**Aim**
Continue the hedgehog food discussion below, starting right after its last sentence.

=== Excerpted passage ===

A vast majority of people here but not all will recommend shying away from Spike's Delight because of an incident where bones were found in multiple packages of food and when confronted about it they company didn't seem to care.

In addition its not always the easiest food to get ahold of I know Hedgehog's by Vickie sells it and I refuse to support someone who promotes bad cages and information on hedgehogs and has very questionable breeding habits.

A lot of people do their own mix and freeze the food to help it last longer 

The norman's mix seems great aside from some people finding in individual cases that wellness causes some icky stool


----------



## Kalandra (Aug 25, 2008)

Are you referring to the batch that was distributed at the Milwaukee hedgehog show in 2010? If so, those pieces were not bone, the analysis of the hard pieces in the kibble was that they were plant matter. It was thought to be soybean meal, blood meal and feed grade oat meal. They were quite sharp and looked like bone, but when soaked they softened.

=== Provided data ===

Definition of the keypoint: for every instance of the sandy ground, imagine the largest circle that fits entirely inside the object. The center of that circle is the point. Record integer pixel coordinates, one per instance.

===

**Expected output**
I had a bag that we won at the show at that time, and those pieces made hedgehog quills seem dull. There was a couple of hedgehogs that had mouth issues and Spikes was being blamed for it.

Honestly I don't care much for the food. The few times I have had it, my hedgehogs really didn't like it. 

The Dorman's mix looks fine to me.


----------



## brittaddair (Aug 26, 2011)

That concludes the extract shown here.